● Exercise
Each line below must be set down exactly as it stands.

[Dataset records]
◇ ◇ ◇ ◇ ◇

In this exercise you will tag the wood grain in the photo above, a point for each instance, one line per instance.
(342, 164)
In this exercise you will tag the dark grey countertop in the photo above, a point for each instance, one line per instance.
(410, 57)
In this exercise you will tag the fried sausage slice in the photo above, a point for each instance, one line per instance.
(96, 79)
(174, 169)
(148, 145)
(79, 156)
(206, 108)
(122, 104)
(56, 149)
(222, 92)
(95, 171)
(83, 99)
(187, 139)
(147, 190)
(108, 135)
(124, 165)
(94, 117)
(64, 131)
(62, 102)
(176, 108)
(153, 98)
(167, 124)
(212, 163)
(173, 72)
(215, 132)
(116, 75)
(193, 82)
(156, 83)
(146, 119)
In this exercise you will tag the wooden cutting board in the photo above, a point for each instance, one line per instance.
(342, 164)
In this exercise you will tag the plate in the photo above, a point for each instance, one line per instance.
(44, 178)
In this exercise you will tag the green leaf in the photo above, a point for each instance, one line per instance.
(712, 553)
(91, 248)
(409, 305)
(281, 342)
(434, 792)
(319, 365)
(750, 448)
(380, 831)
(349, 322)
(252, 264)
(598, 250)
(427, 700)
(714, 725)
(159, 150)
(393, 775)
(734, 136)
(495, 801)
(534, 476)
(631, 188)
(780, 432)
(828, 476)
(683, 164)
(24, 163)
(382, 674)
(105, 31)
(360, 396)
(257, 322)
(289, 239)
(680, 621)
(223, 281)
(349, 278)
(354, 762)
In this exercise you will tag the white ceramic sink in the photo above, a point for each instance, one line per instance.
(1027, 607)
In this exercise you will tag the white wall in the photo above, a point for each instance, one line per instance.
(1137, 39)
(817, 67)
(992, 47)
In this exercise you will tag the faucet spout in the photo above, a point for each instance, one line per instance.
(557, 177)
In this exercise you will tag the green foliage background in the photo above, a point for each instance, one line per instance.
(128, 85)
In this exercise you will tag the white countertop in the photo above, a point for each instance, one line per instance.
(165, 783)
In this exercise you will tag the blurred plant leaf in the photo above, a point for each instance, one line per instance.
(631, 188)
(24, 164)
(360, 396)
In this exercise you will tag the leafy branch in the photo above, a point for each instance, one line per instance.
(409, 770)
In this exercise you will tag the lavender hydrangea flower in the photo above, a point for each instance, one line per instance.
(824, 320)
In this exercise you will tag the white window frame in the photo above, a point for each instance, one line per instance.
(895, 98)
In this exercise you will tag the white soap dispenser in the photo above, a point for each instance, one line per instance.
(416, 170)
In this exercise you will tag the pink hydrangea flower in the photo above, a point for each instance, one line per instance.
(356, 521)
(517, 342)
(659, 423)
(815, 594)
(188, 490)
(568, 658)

◇ ◇ ◇ ◇ ◇

● Your response
In this exercise you will tag the wood grain in the photo above, a point for each instance, one line per instance.
(342, 164)
In this exercise you will tag the dark grey countertop in the photo above, a point for each instance, one line per instance.
(410, 57)
In this exercise you will tag the fried sausage slice in the photo above, a point for each instance, one line per instance.
(96, 79)
(174, 169)
(148, 145)
(79, 156)
(206, 108)
(122, 104)
(56, 149)
(222, 92)
(95, 171)
(83, 99)
(187, 139)
(147, 190)
(108, 135)
(124, 165)
(94, 117)
(64, 131)
(62, 102)
(176, 108)
(153, 98)
(167, 124)
(212, 163)
(173, 72)
(215, 132)
(116, 75)
(193, 82)
(156, 83)
(146, 119)
In this exercise you will tag the wooden cutting board in the photo above, a point for each instance, one line per instance.
(342, 164)
In this exercise you will tag the plate in the photo above, a point for each instance, one line per instance.
(44, 178)
In this exercise you will tag the green leaf in the photo above, a point for each instance, one line per instance.
(712, 553)
(91, 248)
(409, 305)
(281, 342)
(434, 792)
(319, 365)
(750, 448)
(380, 831)
(349, 322)
(252, 264)
(598, 250)
(427, 700)
(714, 725)
(159, 150)
(393, 775)
(734, 136)
(495, 801)
(534, 476)
(631, 188)
(780, 432)
(828, 476)
(683, 164)
(24, 163)
(382, 674)
(105, 31)
(360, 396)
(257, 322)
(289, 239)
(680, 621)
(223, 281)
(349, 278)
(354, 762)
In this exercise you will tag the white ceramic sink in the photo above, a point for each instance, one line per instance.
(1027, 607)
In this exercise you will tag the white wall in the photo above, a point for each instance, one line per instance.
(1137, 39)
(817, 67)
(992, 47)
In this exercise you will tag the faucet spout in the photo above, a point for each instance, one line per instance.
(557, 177)
In this exercise you will tag the green foliage background in the photo above, a point for each instance, one line per instance.
(128, 85)
In this exercise you will tag the white countertop in the photo above, a point for each instance, one line per instance.
(165, 783)
In this exercise you will tag the blurred plant leaf in the photo above, a point for each instance, one line per instance.
(631, 188)
(24, 164)
(360, 396)
In this exercise you will tag the leafy branch in the photo above, a point for each instance, one line per instance.
(409, 770)
In this exercise you will tag the lavender hydrangea flower in the photo above, a point for each instance, one line per instance.
(824, 320)
In this exercise you will tag the white window frame in the photo above, a point for each instance, one line per instance.
(895, 98)
In this exercise you will tag the white soap dispenser in the photo above, a point for each instance, one line per instance.
(416, 170)
In this exercise you will tag the pink hydrangea flower in the photo above, a point for each instance, one line per instance.
(356, 521)
(517, 342)
(659, 423)
(815, 594)
(188, 490)
(568, 658)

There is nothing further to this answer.